Il 24 febbraio 2020 il Magnifico Rettore dell’Università, Franco Anelli, dichiarò l’interruzione temporanea di tutte le attività accademiche generando in tutte noi sentimenti contrastanti di confusione e speranza.
Con il passare dei giorni, la nostra speranza si affievolì sempre di più, mentre la confusione cominciò a far parte del nostro quotidiano.
La città di Milano si fermò: il nostro amato collegio Paolo VI si andò via via spopolando. Molte di noi, spaventate, preferirono far ritorno a casa dalle proprie famiglie e solo in poche rimasero fra le mura del collegio. Nonostante la distanza, ognuna di noi si preparava ad affrontare un’esperienza mai vissuta prima.
Ogni settimana eravamo in balia degli eventi, la nostra vita prima così frenetica si trasformò in uno stallo. E noi, dalle finestre delle nostre stanze in cui regnava la monotonia, eravamo spettatrici inconsapevoli di un mondo in continuo tumulto. Giorno dopo giorno, assistendo alle dirette del Presidente del Consiglio Giuseppe Conte, attendevamo esasperate una buona notizia che purtroppo non arrivava. Improvvisamente la nuova vita che avevamo costruito a Milano si sgretolò.
In un periodo così buio, non mancò però lo spiraglio di luce emanato dalla vita collegiale. Le iniziative spaziavano da incontri da remoto, attività ricreative e momenti di riflessione. La reciproca vicinanza spirituale ci diede la forza di affrontare il nostro cammino universitario.

DATI GREZZI:

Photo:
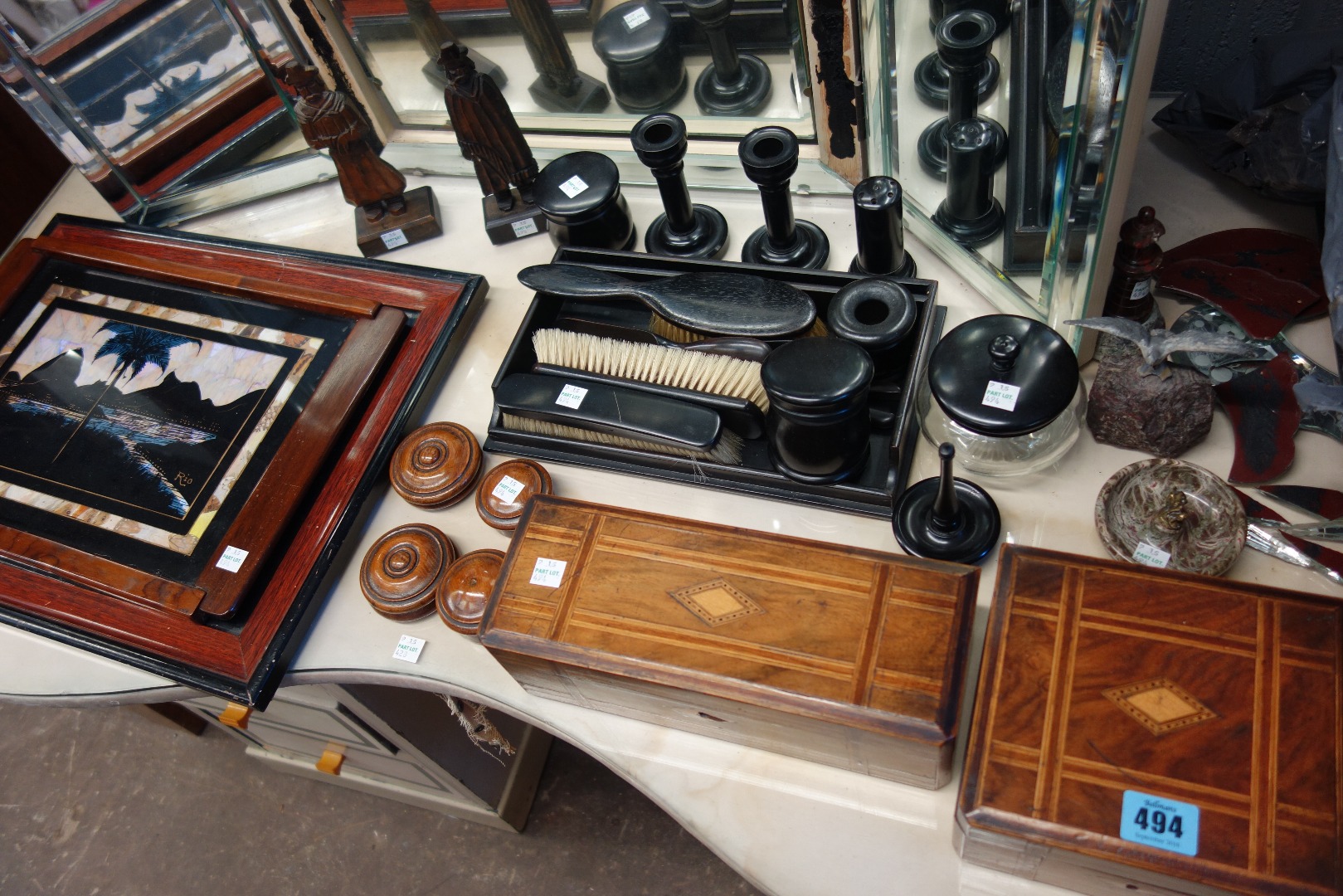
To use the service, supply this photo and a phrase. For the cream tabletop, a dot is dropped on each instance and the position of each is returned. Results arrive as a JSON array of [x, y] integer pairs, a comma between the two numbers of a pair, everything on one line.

CONSEGNA:
Riporti parola per parola il passo del brano sul collegio Paolo VI, a partire da "Il 24 febbraio" e proseguendo fino a "mai vissuta prima.".

SOLUZIONE:
Il 24 febbraio 2020 il Magnifico Rettore dell’Università, Franco Anelli, dichiarò l’interruzione temporanea di tutte le attività accademiche generando in tutte noi sentimenti contrastanti di confusione e speranza.
Con il passare dei giorni, la nostra speranza si affievolì sempre di più, mentre la confusione cominciò a far parte del nostro quotidiano.
La città di Milano si fermò: il nostro amato collegio Paolo VI si andò via via spopolando. Molte di noi, spaventate, preferirono far ritorno a casa dalle proprie famiglie e solo in poche rimasero fra le mura del collegio. Nonostante la distanza, ognuna di noi si preparava ad affrontare un’esperienza mai vissuta prima.